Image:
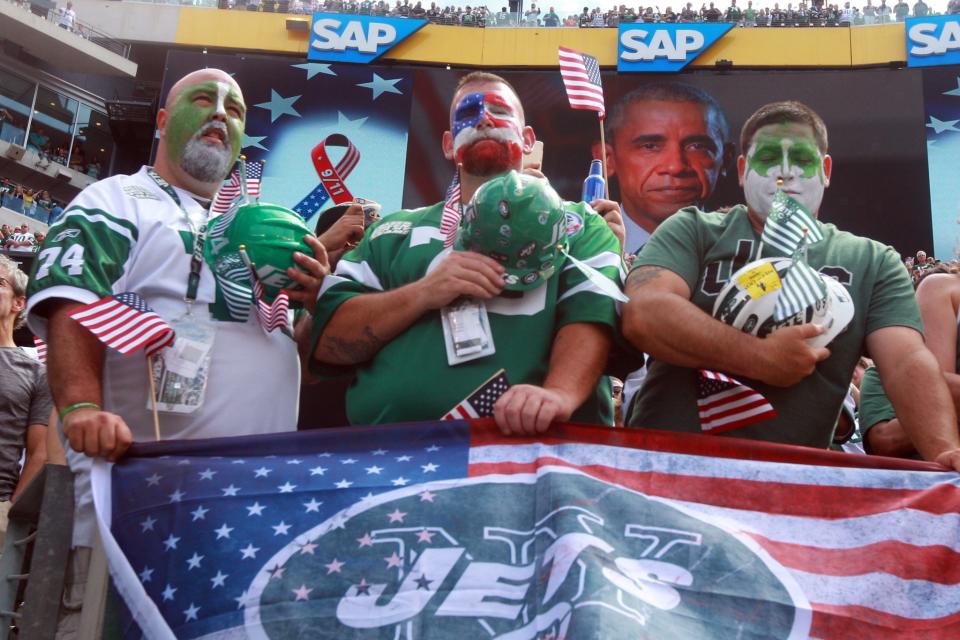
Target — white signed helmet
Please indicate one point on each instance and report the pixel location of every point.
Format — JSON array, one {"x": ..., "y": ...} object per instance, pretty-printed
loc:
[{"x": 748, "y": 300}]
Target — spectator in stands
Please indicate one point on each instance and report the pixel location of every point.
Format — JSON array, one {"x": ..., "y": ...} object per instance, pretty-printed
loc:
[
  {"x": 25, "y": 403},
  {"x": 672, "y": 293},
  {"x": 67, "y": 17},
  {"x": 376, "y": 317}
]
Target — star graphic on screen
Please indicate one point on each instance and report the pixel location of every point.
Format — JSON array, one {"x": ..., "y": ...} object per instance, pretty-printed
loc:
[
  {"x": 253, "y": 141},
  {"x": 939, "y": 126},
  {"x": 279, "y": 106},
  {"x": 954, "y": 92},
  {"x": 379, "y": 86},
  {"x": 314, "y": 68}
]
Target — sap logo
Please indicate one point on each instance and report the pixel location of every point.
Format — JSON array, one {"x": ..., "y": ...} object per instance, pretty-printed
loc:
[
  {"x": 667, "y": 48},
  {"x": 933, "y": 41},
  {"x": 357, "y": 39}
]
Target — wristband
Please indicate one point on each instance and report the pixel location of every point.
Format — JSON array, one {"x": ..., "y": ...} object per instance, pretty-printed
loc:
[{"x": 79, "y": 405}]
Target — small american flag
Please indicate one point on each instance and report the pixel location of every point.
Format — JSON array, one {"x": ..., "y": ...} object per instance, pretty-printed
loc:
[
  {"x": 479, "y": 404},
  {"x": 581, "y": 77},
  {"x": 725, "y": 403},
  {"x": 802, "y": 287},
  {"x": 789, "y": 225},
  {"x": 41, "y": 349},
  {"x": 126, "y": 323},
  {"x": 450, "y": 220},
  {"x": 271, "y": 316}
]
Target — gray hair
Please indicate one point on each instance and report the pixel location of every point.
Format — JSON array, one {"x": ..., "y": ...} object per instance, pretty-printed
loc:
[
  {"x": 667, "y": 92},
  {"x": 18, "y": 281}
]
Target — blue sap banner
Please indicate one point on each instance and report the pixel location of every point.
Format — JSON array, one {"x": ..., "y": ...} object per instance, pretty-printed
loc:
[
  {"x": 335, "y": 37},
  {"x": 933, "y": 41},
  {"x": 664, "y": 48},
  {"x": 941, "y": 96},
  {"x": 361, "y": 113}
]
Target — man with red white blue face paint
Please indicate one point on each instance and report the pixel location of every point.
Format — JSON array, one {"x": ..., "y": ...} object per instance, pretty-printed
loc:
[
  {"x": 689, "y": 260},
  {"x": 380, "y": 312}
]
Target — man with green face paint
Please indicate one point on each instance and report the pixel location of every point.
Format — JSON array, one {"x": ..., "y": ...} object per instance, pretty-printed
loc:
[
  {"x": 691, "y": 256},
  {"x": 138, "y": 233}
]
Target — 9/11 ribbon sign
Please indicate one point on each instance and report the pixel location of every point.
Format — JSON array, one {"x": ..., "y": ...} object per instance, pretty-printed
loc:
[{"x": 332, "y": 177}]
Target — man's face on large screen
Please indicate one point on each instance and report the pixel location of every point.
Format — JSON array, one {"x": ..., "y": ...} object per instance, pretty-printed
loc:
[{"x": 666, "y": 156}]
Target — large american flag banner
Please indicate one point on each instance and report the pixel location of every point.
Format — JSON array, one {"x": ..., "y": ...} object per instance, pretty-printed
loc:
[
  {"x": 126, "y": 323},
  {"x": 450, "y": 530},
  {"x": 581, "y": 78}
]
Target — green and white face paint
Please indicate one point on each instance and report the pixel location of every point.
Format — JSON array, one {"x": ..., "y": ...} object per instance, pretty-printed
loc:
[
  {"x": 784, "y": 157},
  {"x": 199, "y": 142}
]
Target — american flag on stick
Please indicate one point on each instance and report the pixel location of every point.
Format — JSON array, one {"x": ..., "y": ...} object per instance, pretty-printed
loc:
[
  {"x": 479, "y": 404},
  {"x": 581, "y": 77},
  {"x": 725, "y": 403},
  {"x": 126, "y": 323},
  {"x": 450, "y": 220}
]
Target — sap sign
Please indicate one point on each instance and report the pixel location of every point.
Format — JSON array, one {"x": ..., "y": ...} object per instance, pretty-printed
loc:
[
  {"x": 335, "y": 37},
  {"x": 665, "y": 48},
  {"x": 933, "y": 41}
]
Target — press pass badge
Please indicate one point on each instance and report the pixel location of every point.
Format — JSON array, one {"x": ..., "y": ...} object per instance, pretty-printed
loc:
[
  {"x": 180, "y": 372},
  {"x": 466, "y": 331}
]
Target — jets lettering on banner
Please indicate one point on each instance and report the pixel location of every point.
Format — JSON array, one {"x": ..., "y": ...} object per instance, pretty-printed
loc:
[{"x": 933, "y": 41}]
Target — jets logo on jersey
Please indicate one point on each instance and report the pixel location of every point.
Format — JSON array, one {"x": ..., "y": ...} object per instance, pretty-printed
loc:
[
  {"x": 445, "y": 560},
  {"x": 66, "y": 234}
]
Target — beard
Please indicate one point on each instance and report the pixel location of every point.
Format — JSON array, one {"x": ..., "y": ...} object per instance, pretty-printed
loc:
[
  {"x": 205, "y": 161},
  {"x": 487, "y": 154}
]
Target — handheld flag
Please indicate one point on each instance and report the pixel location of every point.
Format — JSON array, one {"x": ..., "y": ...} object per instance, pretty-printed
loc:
[
  {"x": 788, "y": 224},
  {"x": 479, "y": 404},
  {"x": 802, "y": 287},
  {"x": 126, "y": 323},
  {"x": 581, "y": 78},
  {"x": 725, "y": 403},
  {"x": 452, "y": 211}
]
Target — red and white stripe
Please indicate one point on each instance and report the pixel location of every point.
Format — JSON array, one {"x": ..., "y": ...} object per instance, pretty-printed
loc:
[
  {"x": 582, "y": 91},
  {"x": 875, "y": 551},
  {"x": 736, "y": 407},
  {"x": 123, "y": 328}
]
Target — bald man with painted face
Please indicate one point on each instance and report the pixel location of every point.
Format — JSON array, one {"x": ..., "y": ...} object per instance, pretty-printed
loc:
[
  {"x": 137, "y": 233},
  {"x": 691, "y": 256}
]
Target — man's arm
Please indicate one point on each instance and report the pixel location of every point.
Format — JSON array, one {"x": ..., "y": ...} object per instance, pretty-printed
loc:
[
  {"x": 35, "y": 458},
  {"x": 576, "y": 361},
  {"x": 75, "y": 370},
  {"x": 364, "y": 323},
  {"x": 915, "y": 385},
  {"x": 661, "y": 320}
]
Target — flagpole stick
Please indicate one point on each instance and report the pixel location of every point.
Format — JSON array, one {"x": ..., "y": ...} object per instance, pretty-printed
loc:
[
  {"x": 153, "y": 398},
  {"x": 603, "y": 157}
]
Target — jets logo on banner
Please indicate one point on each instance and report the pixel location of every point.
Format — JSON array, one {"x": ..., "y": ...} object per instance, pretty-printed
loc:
[
  {"x": 933, "y": 41},
  {"x": 360, "y": 39},
  {"x": 664, "y": 48}
]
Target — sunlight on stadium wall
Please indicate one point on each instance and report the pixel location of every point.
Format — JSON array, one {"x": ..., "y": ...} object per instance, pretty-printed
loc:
[{"x": 467, "y": 46}]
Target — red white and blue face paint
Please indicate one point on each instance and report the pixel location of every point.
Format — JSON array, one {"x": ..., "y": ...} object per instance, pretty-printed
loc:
[{"x": 503, "y": 134}]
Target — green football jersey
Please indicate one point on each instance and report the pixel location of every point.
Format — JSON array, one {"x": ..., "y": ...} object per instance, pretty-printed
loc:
[
  {"x": 705, "y": 248},
  {"x": 409, "y": 378}
]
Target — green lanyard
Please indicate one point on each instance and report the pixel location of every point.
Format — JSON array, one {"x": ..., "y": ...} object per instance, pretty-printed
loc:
[{"x": 199, "y": 238}]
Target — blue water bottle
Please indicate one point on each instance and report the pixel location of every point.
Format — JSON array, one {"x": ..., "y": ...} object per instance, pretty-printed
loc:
[{"x": 594, "y": 187}]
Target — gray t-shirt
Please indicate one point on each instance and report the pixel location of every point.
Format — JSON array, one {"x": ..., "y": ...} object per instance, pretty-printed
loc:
[{"x": 24, "y": 400}]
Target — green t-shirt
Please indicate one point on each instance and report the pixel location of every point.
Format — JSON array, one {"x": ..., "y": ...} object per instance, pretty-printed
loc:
[
  {"x": 409, "y": 378},
  {"x": 705, "y": 249}
]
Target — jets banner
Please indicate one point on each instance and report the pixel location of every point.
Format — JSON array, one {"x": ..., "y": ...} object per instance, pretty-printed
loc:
[{"x": 449, "y": 530}]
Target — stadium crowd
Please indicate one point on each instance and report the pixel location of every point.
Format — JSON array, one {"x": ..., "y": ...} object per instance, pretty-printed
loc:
[{"x": 814, "y": 14}]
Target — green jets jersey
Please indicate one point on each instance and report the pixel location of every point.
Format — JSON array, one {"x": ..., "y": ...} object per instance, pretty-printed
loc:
[
  {"x": 705, "y": 249},
  {"x": 409, "y": 378}
]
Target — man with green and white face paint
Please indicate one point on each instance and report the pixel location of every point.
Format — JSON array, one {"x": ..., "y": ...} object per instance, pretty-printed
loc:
[
  {"x": 693, "y": 254},
  {"x": 140, "y": 233}
]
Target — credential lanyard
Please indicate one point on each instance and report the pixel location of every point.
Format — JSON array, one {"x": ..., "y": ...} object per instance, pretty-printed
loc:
[{"x": 199, "y": 238}]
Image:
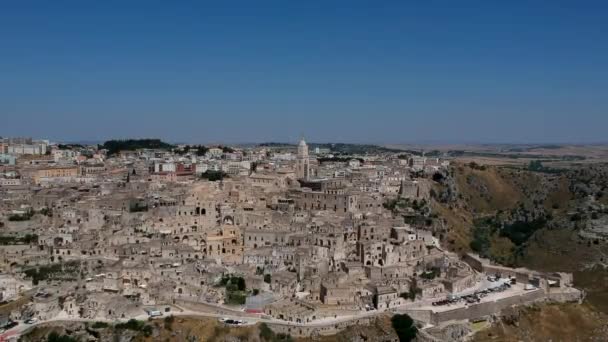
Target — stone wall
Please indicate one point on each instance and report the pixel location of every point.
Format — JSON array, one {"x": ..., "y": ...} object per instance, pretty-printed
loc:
[
  {"x": 323, "y": 329},
  {"x": 485, "y": 309}
]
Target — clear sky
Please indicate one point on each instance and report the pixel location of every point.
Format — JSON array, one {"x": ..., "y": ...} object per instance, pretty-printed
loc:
[{"x": 341, "y": 71}]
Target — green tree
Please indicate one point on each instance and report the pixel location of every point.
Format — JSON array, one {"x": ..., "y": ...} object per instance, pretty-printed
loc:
[{"x": 404, "y": 327}]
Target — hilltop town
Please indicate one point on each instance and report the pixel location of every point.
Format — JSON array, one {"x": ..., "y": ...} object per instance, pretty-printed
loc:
[{"x": 308, "y": 241}]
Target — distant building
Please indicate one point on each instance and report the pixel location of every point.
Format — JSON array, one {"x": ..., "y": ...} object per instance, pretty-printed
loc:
[{"x": 303, "y": 161}]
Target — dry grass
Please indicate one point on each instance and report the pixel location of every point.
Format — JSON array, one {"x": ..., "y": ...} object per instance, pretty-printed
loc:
[
  {"x": 459, "y": 224},
  {"x": 554, "y": 322},
  {"x": 500, "y": 193}
]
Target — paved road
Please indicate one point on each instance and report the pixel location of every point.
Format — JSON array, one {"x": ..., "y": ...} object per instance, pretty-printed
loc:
[{"x": 22, "y": 328}]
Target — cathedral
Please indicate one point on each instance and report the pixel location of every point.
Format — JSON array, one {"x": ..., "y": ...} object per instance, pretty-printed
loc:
[{"x": 303, "y": 161}]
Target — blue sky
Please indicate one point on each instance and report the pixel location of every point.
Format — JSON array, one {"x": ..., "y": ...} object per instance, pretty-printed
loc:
[{"x": 342, "y": 71}]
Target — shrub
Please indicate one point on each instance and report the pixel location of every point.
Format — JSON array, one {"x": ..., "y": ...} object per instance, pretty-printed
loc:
[
  {"x": 100, "y": 325},
  {"x": 404, "y": 327}
]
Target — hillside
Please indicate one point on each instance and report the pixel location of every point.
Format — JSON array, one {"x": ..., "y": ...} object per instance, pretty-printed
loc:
[
  {"x": 549, "y": 221},
  {"x": 565, "y": 323}
]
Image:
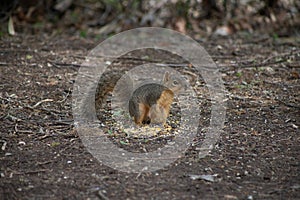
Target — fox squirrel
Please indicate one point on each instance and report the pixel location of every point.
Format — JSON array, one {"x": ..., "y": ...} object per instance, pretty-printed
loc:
[{"x": 151, "y": 102}]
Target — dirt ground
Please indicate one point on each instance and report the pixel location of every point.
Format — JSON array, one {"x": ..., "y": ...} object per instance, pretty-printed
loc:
[{"x": 256, "y": 157}]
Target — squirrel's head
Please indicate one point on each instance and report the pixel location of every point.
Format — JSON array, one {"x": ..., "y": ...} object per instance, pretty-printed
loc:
[{"x": 174, "y": 82}]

» Goal
Quote exactly, and nothing besides, the lines from the one with "Target — shrub" through the end of the records above; include both ends and omit the pictures.

» Complete response
Target — shrub
Please indicate one point on each instance and report the pixel location of every point.
Format — JSON array, one {"x": ..., "y": ...} object per instance, pretty-printed
loc:
[
  {"x": 100, "y": 325},
  {"x": 404, "y": 327}
]
Target — hillside
Please indicate one point on each instance and report the pixel location of every point.
Format — JSON array, one {"x": ..., "y": ...} object per instance, pretty-printed
loc:
[
  {"x": 549, "y": 221},
  {"x": 565, "y": 323}
]
Image:
Target — fox squirrel
Please indicate one point on each instance and report the pixel location of every point.
Format — JSON array, one {"x": ..., "y": ...} object per instance, pretty-printed
loc:
[{"x": 151, "y": 102}]
Target — dirt ground
Please indicate one point on each instance and report the pixel location of every point.
Format — JSON array, one {"x": ..., "y": ...} object per instance, pretty-printed
loc:
[{"x": 256, "y": 157}]
Target — squirrel's head
Please indicate one point on each instance and report the pixel location of every point.
Format — JSON array, one {"x": ..., "y": ...} object per instance, pretty-printed
loc:
[{"x": 174, "y": 82}]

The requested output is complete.